=== Task instructions ===
Repeat the records in full and exactly, omitting pictures.

=== Supplied records ===

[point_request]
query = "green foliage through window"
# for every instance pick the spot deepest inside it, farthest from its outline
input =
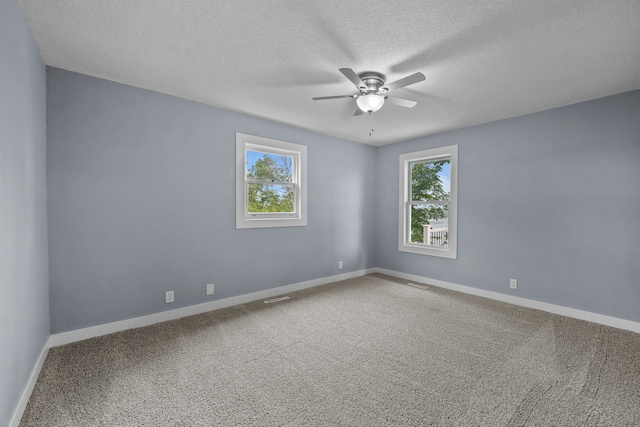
(271, 187)
(429, 181)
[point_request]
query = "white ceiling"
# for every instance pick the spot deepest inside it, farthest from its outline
(483, 60)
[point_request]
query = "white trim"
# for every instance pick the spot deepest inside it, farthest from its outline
(138, 322)
(299, 155)
(588, 316)
(404, 226)
(28, 389)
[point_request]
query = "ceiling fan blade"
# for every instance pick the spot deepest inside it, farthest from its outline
(351, 75)
(320, 98)
(409, 80)
(407, 103)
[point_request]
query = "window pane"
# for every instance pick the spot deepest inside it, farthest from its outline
(272, 198)
(269, 167)
(430, 180)
(430, 225)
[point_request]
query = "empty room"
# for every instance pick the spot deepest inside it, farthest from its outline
(338, 213)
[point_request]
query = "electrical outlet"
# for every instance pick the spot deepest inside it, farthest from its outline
(168, 297)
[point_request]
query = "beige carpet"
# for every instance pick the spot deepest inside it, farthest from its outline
(369, 351)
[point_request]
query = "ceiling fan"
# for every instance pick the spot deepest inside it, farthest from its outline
(373, 90)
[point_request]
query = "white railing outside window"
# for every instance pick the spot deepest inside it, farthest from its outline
(436, 236)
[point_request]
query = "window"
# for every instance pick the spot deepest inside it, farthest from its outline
(428, 202)
(270, 183)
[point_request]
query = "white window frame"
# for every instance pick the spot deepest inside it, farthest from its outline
(404, 229)
(245, 219)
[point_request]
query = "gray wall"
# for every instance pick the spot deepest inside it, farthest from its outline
(551, 199)
(142, 200)
(24, 305)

=== Task answer ===
[point_request]
query = "green foliage through window"
# for every instance pick the spot deepest inside it, farthest from its outline
input =
(271, 187)
(429, 181)
[point_request]
query = "white ceiling"
# for every instance pick the spot deepest inside it, farthest from its outline
(483, 60)
[point_request]
query = "white trim"
# for every instance pick the spot deepest inside it, farthest from its outline
(138, 322)
(299, 155)
(588, 316)
(404, 226)
(28, 389)
[point_request]
query = "ceiling fan blade"
# for every instance pick the spot deepest inside it, farthest from its outline
(351, 75)
(320, 98)
(409, 80)
(407, 103)
[point_request]
query = "window pane"
# for every instance pick the spot deepest inside it, farthest from its outline
(272, 198)
(269, 167)
(430, 180)
(430, 225)
[point_request]
query = "empty room"
# for every instance pick the spot deepest inside it, farthest from its outline
(338, 213)
[point_request]
query = "electrical outlet"
# for every instance pick the spot deepest inside it, farthest from its outline
(168, 297)
[point_request]
query = "beige carpet"
# for every instance pick the spot deepest inside it, farthest from its outline
(369, 351)
[point_request]
query = "ceiling fan"
# for every instance pick the spot deepest inside it, farthest from its outline
(373, 90)
[point_request]
query = "white railing outside window"
# for every instance pick the spot deepest inside it, farthest from its outline
(436, 236)
[point_request]
query = "window"
# for every instance pick the spot deepest inside it, farthest from its outline
(428, 202)
(270, 183)
[point_request]
query = "white window frame"
# for every instance pick the spot deepest inside it, farthest from its outline
(404, 229)
(245, 219)
[point_request]
query = "gray wall"
# for every instance pick the spot deepest inside it, farthest from its outline
(551, 199)
(142, 200)
(24, 305)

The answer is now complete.